**Verilen Metin:**
════

Pek çok kez duyduğumuz ve ihtimalinin bile bizleri rahatsız ettiği bir söylemdir aslında “Her birey bir engelli adayıdır” cümlesi. Benim içinse bu empatiyi tam olarak kurabildiğim an, çok sevdiğim engelli bir büyüğümüzün nasıl engelli olduğunu dinlediğim güne rast gelir.
Yıllar önce bir inşaatta çalışırken düşmüş ve bu kaza sonucunda hayatına engelli olarak devam etmek zorunda kalmıştı. Bu hikayenin en önemli noktasını ise sonda anlatılmıştı. “Ben düşmeden” diyordu, “15 dakika önce düştüğüm yere kum seriliydi. Eğer o kum 30 dakika sonra kaldırılsaydı, ben hâlâ yürüyor olacaktım.”

════

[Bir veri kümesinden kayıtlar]
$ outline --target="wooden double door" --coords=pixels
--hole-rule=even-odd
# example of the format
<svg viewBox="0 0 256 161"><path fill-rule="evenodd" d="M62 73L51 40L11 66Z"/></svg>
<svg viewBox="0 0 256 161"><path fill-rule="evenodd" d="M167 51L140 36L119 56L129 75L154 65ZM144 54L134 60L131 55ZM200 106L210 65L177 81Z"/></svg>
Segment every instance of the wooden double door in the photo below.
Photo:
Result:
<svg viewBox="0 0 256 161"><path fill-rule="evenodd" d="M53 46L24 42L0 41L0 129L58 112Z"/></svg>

════

**Görevler:**
a – Engellilik konulu metinde "Yıllar önce bir inşaatta" sözleriyle başlayan paragrafı ana bilgilerini koruyarak madde listesi biçiminde yeniden yazın.
b – Engellilik konulu metne göre anlatılan büyük, hangi olay sonucunda engelli kalmıştır?
c – Engellilik konulu metni kaldığı yerden sürdürün.
Bu veriler başka bir kaynaktan alınmıştır.

**Sonuçlar:**
a –
- Yıllar önce bir inşaatta çalışırken düşmüş ve bu kaza yüzünden hayatına engelli olarak devam etmek zorunda kalmış.
- Düşmeden 15 dakika önce düştüğü yere kum serilmiş.
- O kum 30 dakika sonra kaldırılsaydı hâlâ yürüyor olacağını söylemiş.

b – Yıllar önce bir inşaatta çalışırken düşmesi sonucunda.

c –
Bu kadar küçük bir detaydı aslında engelli olmak ile olmamak arasındaki fark. Ve o küçük fark aslında hepimizin başına gelebilecek bir kazayı tanımlıyordu. Ve gözler önüne seriyordu aslında hepimizin nasıl birer engelli adayı olduğunu.
Bu yaşanan kaza kadar üzücü olmasa da yine üzücü bir olay ile başladı engelli standartlarını hazırlama süreci. 2012 yılında Girne’de bir restorana gitmişti engelli bir ablamız. Restoranın girişinde iki adet basamak vardı. Düşünülmeden yerleştirilen bu iki adet basamak, ailesiyle gittiği yemeği zehir etmekte başarılı olmuştu. Restorana giremeyince de sitem etmişti tabii haklı olarak. Ve bu sitemin ardından ‘git başka yerde ye’ cevabını almıştı.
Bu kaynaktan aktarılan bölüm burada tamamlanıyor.